=== Action item ===
Transcribe the section of the passage on optimism and Christian faith that opens with the words containing "Let’s have a" and closes with "want something enough.", keeping every word and mark unchanged.

=== Document segment ===
=== Begin Enclosure ===
Let’s have a look at ‘optimism’ through the lens of our Christian faith
Optimistic people refuse to worry about things they cannot control. Most people tend towards optimism or pessimism, regardless of their relationship with God. Optimism is arguably different than having faith in God. As above, it can be seen as a natural personality trait with nothing to do with faith. In many ways, it’s easier to take a view of: “Don’t worry, be happy!” Sometimes alternative ‘constructs’ of God like simple ignorance, ‘karma’, ‘mother nature’, and ‘letting the universe decide’ are more easily called upon to explain random happenings. For others, ‘the power of positive thinking’ gives them a sense of confidence that they can personally influence outcomes, especially when they want something enough.
God-inspired optimism is the outcome of faith in God’s character. For example, the Bible refers to ‘hope’. It says: “May the God of hope fill you with joy and peace as you trust in Him, so that you may overflow with hope by the power of the Holy Spirit” (Romans 15:13). When we hope in God, we put our trust in His sovereign plan, over and above our own circumstances. It’s not ‘fatalism’ (i.e. just ‘letting it be’), rather it’s an understanding that there is a bigger picture reason for our existence, a purposefulness that is fully understood by a loving God.
=== End Enclosure ===
=== Source data ===
=== Begin Enclosure ===
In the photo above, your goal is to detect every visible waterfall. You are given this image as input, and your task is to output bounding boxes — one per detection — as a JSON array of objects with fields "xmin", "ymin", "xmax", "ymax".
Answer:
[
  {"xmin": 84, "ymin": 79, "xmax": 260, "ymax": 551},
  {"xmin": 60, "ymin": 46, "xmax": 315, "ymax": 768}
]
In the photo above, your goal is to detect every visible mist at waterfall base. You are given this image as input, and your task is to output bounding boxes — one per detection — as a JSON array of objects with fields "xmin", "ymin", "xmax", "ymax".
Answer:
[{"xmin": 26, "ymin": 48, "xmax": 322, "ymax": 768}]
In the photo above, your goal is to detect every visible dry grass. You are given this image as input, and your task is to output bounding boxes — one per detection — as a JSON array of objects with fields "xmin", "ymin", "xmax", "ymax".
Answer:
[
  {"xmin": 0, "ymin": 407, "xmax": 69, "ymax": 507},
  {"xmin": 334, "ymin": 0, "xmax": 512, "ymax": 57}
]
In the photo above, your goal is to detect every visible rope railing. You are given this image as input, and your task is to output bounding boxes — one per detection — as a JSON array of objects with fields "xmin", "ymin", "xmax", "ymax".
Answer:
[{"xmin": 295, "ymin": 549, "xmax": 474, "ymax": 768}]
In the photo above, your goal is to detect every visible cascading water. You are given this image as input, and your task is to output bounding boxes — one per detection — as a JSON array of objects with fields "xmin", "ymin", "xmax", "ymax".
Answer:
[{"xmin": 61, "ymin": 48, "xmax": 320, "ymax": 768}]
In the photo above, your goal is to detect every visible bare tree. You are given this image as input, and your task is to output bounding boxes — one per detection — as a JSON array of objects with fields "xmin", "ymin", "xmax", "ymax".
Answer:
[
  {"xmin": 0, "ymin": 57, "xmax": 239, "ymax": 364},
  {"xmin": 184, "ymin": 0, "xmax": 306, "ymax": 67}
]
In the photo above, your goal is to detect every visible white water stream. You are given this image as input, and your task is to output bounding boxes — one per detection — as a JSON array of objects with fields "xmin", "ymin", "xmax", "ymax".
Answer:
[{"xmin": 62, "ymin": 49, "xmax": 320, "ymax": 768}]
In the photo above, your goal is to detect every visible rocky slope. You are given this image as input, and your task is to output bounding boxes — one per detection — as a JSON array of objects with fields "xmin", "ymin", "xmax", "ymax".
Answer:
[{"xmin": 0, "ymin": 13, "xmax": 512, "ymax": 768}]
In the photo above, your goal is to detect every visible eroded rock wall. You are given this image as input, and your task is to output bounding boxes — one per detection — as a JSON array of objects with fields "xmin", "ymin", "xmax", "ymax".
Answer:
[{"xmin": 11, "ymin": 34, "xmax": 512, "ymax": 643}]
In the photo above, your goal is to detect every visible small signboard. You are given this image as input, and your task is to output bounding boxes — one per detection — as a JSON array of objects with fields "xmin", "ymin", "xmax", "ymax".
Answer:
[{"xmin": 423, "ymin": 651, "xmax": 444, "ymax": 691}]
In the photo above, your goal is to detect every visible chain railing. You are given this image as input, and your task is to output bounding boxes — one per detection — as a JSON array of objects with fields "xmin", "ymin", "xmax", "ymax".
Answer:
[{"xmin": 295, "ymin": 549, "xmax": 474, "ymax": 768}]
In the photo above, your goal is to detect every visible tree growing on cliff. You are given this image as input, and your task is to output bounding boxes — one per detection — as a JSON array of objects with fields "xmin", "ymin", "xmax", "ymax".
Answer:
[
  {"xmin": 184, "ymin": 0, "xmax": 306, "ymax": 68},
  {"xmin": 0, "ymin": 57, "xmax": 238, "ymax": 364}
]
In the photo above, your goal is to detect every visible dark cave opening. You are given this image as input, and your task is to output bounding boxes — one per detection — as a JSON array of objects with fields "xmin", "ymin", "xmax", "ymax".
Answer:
=== End Enclosure ===
=== The completed task ===
Let’s have a look at ‘optimism’ through the lens of our Christian faith
Optimistic people refuse to worry about things they cannot control. Most people tend towards optimism or pessimism, regardless of their relationship with God. Optimism is arguably different than having faith in God. As above, it can be seen as a natural personality trait with nothing to do with faith. In many ways, it’s easier to take a view of: “Don’t worry, be happy!” Sometimes alternative ‘constructs’ of God like simple ignorance, ‘karma’, ‘mother nature’, and ‘letting the universe decide’ are more easily called upon to explain random happenings. For others, ‘the power of positive thinking’ gives them a sense of confidence that they can personally influence outcomes, especially when they want something enough.